[Object location annotation data]
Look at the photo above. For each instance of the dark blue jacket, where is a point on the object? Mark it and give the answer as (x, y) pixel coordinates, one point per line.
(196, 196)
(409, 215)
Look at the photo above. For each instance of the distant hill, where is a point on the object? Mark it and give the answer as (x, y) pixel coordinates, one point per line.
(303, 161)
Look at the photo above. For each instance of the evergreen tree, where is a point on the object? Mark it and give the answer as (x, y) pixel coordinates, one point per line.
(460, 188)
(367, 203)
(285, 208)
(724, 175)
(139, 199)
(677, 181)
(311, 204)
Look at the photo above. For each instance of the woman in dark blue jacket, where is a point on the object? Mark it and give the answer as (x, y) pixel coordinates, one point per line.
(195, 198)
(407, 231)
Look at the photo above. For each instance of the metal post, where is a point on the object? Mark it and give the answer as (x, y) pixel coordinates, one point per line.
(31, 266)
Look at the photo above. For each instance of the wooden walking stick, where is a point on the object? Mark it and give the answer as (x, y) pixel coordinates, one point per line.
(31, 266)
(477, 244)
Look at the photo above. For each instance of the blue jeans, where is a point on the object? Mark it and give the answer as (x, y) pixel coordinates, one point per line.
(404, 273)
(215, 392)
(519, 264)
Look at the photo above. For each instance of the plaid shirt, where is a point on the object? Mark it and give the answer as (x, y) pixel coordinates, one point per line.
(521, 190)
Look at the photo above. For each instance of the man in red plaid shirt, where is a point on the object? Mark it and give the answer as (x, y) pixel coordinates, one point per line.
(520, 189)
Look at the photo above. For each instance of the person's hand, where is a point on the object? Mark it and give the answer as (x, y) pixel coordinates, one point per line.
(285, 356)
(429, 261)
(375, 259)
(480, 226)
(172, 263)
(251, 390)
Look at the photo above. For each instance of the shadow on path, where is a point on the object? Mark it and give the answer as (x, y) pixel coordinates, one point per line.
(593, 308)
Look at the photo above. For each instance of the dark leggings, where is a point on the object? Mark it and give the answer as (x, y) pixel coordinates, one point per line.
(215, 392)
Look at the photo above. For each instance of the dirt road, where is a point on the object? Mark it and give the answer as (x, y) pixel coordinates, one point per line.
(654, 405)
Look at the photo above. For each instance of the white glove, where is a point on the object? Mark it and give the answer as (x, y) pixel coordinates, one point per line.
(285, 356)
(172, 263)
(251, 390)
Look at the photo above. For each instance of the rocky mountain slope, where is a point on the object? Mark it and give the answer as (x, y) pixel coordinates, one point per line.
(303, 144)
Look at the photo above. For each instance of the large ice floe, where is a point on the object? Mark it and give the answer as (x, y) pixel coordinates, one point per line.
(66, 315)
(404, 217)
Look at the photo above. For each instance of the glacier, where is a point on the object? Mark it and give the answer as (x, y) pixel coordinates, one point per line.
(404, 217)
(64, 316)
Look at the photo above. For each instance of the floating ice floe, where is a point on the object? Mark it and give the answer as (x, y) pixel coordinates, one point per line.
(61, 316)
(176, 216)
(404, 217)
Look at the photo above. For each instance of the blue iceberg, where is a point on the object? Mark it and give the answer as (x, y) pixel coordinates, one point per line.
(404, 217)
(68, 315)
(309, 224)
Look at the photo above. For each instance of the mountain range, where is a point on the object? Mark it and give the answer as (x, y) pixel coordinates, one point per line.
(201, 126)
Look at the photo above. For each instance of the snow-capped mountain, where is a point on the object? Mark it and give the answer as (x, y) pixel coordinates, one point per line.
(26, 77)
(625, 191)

* [WHAT THIS TASK INVOLVES] Repeat only what runs from the line holding "blue iceberg, where" to the end of the data, keeping every line exactly as written, first and last included.

* [OUTPUT]
Look at the photo above. For each instance of the blue iceberg, where is a point on the object? Mark it and give the answer as (x, y) pixel coordinates, one point per line.
(404, 217)
(68, 315)
(309, 224)
Look at the photo above. For each instance of the mountain range, where is a point on the object? Mark it and give the answer as (x, y) pixel coordinates, one point per line.
(201, 126)
Look at the photo above. For each instance of the snow-capped mountain, where is a point on the object? Mark it and give the answer as (x, y) pixel coordinates, one point per line.
(26, 77)
(625, 191)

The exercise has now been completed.